What is required | Lines holding the string "baseboard" are the ones to copy from this listing.

Information supplied |
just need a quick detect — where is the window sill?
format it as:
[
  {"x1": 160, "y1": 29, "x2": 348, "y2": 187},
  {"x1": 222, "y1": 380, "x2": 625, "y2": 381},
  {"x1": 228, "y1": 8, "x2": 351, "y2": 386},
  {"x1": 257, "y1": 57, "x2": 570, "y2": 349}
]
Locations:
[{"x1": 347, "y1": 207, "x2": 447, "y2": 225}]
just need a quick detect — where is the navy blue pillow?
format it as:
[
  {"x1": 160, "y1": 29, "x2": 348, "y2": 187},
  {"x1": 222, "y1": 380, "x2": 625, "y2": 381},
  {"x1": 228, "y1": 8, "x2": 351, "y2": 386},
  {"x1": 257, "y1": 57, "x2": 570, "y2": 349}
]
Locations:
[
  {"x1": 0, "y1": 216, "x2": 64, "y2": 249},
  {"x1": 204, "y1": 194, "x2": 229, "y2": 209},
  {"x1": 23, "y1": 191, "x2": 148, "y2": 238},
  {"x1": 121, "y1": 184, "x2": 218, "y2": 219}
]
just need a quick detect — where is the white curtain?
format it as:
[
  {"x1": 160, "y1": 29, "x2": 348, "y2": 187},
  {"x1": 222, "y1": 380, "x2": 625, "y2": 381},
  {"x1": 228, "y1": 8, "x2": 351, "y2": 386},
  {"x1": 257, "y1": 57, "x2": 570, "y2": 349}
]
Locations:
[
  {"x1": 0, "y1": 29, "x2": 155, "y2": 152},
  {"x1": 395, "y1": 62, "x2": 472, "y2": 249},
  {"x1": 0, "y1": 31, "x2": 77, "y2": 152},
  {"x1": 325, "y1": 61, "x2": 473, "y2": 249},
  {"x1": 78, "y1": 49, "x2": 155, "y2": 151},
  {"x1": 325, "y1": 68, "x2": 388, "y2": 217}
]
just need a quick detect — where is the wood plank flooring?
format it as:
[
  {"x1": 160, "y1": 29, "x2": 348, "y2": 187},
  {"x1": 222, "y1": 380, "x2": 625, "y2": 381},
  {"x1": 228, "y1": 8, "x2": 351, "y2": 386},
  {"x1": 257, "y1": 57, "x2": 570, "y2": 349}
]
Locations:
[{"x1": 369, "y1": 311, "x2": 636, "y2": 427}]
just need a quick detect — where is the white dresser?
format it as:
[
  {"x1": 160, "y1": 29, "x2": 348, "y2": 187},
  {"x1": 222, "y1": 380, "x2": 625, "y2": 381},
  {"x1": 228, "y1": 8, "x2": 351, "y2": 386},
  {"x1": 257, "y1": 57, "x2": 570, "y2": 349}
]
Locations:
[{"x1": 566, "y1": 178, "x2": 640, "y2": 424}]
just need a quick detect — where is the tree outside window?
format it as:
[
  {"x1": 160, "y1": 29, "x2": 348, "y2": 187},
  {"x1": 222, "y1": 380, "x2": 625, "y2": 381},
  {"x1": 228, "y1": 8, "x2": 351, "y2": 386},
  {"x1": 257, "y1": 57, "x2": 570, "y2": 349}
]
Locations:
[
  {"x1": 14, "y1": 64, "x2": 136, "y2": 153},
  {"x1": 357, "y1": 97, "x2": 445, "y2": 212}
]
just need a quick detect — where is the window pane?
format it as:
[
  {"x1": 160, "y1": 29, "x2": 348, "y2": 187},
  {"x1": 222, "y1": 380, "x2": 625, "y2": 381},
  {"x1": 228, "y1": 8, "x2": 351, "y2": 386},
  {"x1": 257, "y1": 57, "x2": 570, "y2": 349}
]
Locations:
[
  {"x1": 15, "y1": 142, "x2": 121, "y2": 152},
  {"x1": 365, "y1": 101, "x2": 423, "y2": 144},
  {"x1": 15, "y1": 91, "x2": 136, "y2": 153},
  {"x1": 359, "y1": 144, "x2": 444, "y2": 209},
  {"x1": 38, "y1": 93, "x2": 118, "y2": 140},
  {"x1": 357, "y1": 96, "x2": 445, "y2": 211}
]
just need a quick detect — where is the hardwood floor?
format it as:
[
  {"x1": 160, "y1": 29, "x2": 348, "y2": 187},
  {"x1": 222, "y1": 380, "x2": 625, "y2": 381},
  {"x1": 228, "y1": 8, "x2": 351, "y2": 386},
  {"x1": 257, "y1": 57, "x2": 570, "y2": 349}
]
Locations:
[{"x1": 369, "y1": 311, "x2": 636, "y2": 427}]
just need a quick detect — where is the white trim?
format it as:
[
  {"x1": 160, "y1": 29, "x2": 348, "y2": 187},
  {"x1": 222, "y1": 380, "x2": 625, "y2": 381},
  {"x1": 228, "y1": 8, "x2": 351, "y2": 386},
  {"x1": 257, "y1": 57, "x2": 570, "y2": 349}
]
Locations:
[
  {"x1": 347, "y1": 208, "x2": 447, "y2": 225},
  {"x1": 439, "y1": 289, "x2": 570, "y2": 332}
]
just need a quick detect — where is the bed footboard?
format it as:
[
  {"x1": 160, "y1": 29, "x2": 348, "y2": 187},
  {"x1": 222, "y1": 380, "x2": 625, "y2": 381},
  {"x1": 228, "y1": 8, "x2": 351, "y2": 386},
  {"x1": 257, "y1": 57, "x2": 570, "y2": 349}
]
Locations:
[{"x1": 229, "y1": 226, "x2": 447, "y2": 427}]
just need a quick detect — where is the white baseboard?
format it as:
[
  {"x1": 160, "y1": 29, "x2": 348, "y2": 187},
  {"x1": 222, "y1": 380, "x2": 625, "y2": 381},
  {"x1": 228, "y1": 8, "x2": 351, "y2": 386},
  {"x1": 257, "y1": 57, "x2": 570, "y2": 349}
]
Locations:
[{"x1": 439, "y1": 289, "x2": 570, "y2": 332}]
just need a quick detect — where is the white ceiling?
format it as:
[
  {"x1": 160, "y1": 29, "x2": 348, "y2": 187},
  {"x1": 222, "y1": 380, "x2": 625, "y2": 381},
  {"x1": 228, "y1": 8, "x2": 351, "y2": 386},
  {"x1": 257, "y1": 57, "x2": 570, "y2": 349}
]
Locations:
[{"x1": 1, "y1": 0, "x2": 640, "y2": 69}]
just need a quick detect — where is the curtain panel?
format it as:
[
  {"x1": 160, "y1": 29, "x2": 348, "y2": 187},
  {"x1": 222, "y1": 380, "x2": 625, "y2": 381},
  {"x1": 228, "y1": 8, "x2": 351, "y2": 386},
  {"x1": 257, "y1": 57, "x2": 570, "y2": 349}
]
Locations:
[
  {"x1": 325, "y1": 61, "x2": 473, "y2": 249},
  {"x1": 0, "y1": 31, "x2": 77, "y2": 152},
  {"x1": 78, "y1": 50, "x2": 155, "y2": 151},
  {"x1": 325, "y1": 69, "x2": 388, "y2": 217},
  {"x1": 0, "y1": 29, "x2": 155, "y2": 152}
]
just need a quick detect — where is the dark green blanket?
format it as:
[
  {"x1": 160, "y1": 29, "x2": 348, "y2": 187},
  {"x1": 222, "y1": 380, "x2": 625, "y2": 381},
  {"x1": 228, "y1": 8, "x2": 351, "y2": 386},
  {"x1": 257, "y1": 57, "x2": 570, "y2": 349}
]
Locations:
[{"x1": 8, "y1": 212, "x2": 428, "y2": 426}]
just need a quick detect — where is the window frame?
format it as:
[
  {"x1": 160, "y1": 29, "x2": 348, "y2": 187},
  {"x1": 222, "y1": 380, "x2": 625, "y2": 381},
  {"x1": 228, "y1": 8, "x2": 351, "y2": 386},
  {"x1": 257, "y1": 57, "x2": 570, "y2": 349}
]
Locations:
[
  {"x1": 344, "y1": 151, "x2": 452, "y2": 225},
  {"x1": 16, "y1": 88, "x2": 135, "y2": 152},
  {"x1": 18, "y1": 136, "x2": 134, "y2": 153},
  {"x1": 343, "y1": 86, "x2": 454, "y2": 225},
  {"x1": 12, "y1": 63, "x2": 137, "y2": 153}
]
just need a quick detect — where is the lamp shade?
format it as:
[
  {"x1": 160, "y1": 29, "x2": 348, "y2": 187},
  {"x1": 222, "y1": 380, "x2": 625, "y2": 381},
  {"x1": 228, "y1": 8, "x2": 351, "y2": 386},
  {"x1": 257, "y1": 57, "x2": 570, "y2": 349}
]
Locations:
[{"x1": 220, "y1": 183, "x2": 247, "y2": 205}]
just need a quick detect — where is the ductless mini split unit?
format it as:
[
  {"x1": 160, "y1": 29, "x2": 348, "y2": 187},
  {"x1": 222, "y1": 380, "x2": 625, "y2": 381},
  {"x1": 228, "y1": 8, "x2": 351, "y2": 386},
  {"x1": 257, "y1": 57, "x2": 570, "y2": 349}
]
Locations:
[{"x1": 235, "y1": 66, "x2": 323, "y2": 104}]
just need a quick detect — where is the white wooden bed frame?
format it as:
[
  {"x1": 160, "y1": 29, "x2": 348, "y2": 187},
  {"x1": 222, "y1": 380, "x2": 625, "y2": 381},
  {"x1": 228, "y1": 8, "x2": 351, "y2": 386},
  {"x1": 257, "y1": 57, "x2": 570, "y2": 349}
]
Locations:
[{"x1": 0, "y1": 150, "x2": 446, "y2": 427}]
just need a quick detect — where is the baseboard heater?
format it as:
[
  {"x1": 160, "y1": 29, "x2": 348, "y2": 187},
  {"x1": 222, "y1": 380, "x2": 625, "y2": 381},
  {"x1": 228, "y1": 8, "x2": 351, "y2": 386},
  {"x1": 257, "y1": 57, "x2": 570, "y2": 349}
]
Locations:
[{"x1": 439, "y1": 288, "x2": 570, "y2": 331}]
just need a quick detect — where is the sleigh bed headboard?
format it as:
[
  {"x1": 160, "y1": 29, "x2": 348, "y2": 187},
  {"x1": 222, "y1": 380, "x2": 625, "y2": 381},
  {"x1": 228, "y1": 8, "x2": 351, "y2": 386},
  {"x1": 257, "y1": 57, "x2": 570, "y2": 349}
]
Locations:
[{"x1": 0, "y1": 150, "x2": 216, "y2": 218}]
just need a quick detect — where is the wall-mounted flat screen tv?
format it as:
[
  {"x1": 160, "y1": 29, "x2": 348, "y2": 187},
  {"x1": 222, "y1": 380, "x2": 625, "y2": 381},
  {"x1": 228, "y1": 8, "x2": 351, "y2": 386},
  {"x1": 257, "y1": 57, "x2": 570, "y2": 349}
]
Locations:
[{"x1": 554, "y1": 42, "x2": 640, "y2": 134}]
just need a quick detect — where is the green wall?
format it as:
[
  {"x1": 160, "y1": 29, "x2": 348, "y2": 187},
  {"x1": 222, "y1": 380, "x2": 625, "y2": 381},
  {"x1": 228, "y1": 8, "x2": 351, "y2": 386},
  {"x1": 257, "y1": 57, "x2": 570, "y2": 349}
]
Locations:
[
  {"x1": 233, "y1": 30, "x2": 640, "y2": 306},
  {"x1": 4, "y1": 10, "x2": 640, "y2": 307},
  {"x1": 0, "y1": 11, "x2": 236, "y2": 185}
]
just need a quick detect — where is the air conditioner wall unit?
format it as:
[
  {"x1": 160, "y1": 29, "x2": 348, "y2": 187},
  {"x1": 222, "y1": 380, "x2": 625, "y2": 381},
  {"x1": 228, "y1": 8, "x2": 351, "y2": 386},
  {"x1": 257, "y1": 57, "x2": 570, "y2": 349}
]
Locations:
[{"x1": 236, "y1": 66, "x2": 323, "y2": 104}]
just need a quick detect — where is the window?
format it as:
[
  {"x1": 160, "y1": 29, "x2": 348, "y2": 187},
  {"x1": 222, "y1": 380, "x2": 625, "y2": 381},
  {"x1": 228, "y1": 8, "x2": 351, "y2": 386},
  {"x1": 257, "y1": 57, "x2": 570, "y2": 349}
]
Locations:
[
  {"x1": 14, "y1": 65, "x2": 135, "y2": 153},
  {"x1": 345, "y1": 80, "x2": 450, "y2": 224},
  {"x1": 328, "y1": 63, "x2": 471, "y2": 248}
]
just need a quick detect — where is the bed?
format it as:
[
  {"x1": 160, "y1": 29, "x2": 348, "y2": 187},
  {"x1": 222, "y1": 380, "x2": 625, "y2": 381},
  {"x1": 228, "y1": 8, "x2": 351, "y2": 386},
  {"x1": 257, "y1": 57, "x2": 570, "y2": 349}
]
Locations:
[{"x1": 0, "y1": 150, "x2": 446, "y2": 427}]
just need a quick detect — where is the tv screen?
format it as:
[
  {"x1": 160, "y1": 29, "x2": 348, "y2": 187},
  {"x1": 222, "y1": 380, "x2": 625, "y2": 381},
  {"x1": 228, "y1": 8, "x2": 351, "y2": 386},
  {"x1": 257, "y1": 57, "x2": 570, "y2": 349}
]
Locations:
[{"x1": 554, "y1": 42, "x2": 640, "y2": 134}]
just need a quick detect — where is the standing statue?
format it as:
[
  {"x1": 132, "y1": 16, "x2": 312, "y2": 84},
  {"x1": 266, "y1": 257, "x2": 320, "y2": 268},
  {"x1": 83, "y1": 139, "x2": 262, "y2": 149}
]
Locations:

Final answer |
just need a quick detect — where is the white baseboard?
just need a quick detect — where is the baseboard heater?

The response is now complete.